*Excerpt provided*.
- Born: Renate Ruth Adelheid Bergius 2 August 1910 Hanover, Germany
- Died: 15 August 1988 (aged 78)

= Renate Burgess =

British curator

Renate Burgess, born Renate Ruth Adelheid Bergius (2 August 1910 – 15 August 1988) was a British art and medical historian and curator. From 1964 to 1980, she was the curator at the Wellcome Institute for the History of Medicine, responsible for catalogues and exhibitions of their extensive medical print, painting and photograph holdings. She earned a reputation as the world's leading expert in medical portraiture.

== Early life ==
Renate Burgess was born Renate Ruth Adelheid Bergius on 2 August 1910 in Hanover, Germany to Friedrich Bergius, a chemist who won the Nobel Prize in 1931, and Margarethe (Sachs) Bergius. Burgess pursued studies art history, archeology and French philology in Berlin and Munich, working with art historian Wilhelm Pinder and earning a Ph.D. in art history in 1935 at the Ludwig-Maximilians-Universität München.

== Career ==
The year she earned her doctorate, Nuremberg Laws stripped Burgess's citizenship as she had Jewish ancestry on her mother's side. She was then unable to find a teaching job, and instead she went to work in an art gallery. She also began teaching for the Confessing Church, Lutherans who rejected Nazism and totalitarian efforts to form a state church.

Point-per-instance localization data:
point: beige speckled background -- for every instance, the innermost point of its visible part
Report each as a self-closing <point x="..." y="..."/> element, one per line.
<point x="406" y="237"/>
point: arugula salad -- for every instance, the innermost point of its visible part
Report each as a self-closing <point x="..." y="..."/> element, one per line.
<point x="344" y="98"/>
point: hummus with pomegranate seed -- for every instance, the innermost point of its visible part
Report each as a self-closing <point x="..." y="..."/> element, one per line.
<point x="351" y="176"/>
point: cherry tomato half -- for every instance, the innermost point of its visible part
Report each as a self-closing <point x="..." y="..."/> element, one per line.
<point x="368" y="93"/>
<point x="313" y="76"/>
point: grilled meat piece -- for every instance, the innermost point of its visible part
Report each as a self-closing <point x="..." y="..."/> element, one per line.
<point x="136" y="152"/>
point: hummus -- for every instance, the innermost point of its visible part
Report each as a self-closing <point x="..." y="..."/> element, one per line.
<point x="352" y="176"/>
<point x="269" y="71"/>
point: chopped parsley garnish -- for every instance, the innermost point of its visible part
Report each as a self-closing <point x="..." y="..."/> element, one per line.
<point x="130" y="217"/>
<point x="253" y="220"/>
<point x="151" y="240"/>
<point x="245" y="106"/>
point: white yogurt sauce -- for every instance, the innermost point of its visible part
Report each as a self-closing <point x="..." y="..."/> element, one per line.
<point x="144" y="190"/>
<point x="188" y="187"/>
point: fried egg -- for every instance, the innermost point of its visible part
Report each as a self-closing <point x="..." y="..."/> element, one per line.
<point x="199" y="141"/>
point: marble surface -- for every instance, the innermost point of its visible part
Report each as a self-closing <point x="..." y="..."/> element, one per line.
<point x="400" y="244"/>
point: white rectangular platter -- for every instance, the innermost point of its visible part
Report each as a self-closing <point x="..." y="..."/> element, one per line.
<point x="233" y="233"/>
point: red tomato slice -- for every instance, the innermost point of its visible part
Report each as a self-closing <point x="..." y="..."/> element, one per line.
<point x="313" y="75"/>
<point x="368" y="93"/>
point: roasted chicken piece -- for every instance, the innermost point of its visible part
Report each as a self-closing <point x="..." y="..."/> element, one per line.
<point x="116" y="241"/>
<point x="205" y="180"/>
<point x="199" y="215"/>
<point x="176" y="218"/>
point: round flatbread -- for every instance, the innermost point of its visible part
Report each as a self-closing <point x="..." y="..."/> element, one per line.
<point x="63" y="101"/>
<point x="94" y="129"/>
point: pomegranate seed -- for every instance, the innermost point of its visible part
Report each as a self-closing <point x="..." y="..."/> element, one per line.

*Tasks and exercises*.
a - Write out the stretch from "British curator" through "in medical portraiture." in the Renate Burgess biography.
b - Condense the paragraph of the Renate Burgess biography that begins "The year she earned her doctorate" into a shorter version that keeps its main facts.
None of the data is needed here.

*Solutions for each task*.
a -
British curator

Renate Burgess, born Renate Ruth Adelheid Bergius (2 August 1910 – 15 August 1988) was a British art and medical historian and curator. From 1964 to 1980, she was the curator at the Wellcome Institute for the History of Medicine, responsible for catalogues and exhibitions of their extensive medical print, painting and photograph holdings. She earned a reputation as the world's leading expert in medical portraiture.

b - In the year of her doctorate, the Nuremberg Laws took away Burgess's citizenship because of her Jewish ancestry on her mother's side. Unable to find a teaching job, she worked in an art gallery. She also taught for the Confessing Church, Lutherans who rejected Nazism and totalitarian efforts to form a state church.